壬生狼一家

Yahoo!ブログから引っ越ししてきた新参者です。宜しくお願いいたします。

漢の富士登山道~珍道中~ ≪第30回≫

四人連れの家族と別れ、先に五合目を目指す。

たぶんあの家族は我々3人を家族連れだと思っているんだろうなのど余計なことを考えながら歩いていた。下山時は旦那さんの横を話しながら歩いていた。少し後ろを奥さんが付いて来る。ときどき
『ねえ、ちょっと休みましょうよ』
相変わらずだ。その都度ちょっとだけ休憩をとる。

たまには『ねえ、ちょっと休みましょうよ』の声を聞こえないふりををしたりする。

旦那さんは奥さんと比べて口数は少ないが鉱物に関して興味が在り富士山に転がっている石に非常に興味を持って時々立ち止まり石を手にして眺めている。会話も鉱物に関してのことがメインだ。昔は本当に鉱物に関して興味が深く、勉強していたそうだ。いくつも面白い話をしていただいた。話に夢中になっているとかなり遠くから『ちょっと休みましょうよ』の声が聞こえてくる。振り返ると100メートルほど遅れて歩いていた。立ち止まり追いつくのを待っていると我々の体力は既に回復している。

- データ部分 -
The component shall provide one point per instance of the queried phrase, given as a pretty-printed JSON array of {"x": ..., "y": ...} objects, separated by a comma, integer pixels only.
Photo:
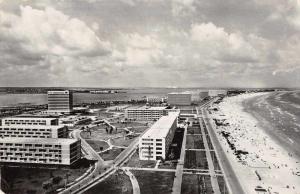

- 設問 -
富士登山の文章では、振り返ったとき奥さんはどれくらい遅れて歩いていたか。

- 解答例 -
100メートルほど遅れて歩いていた。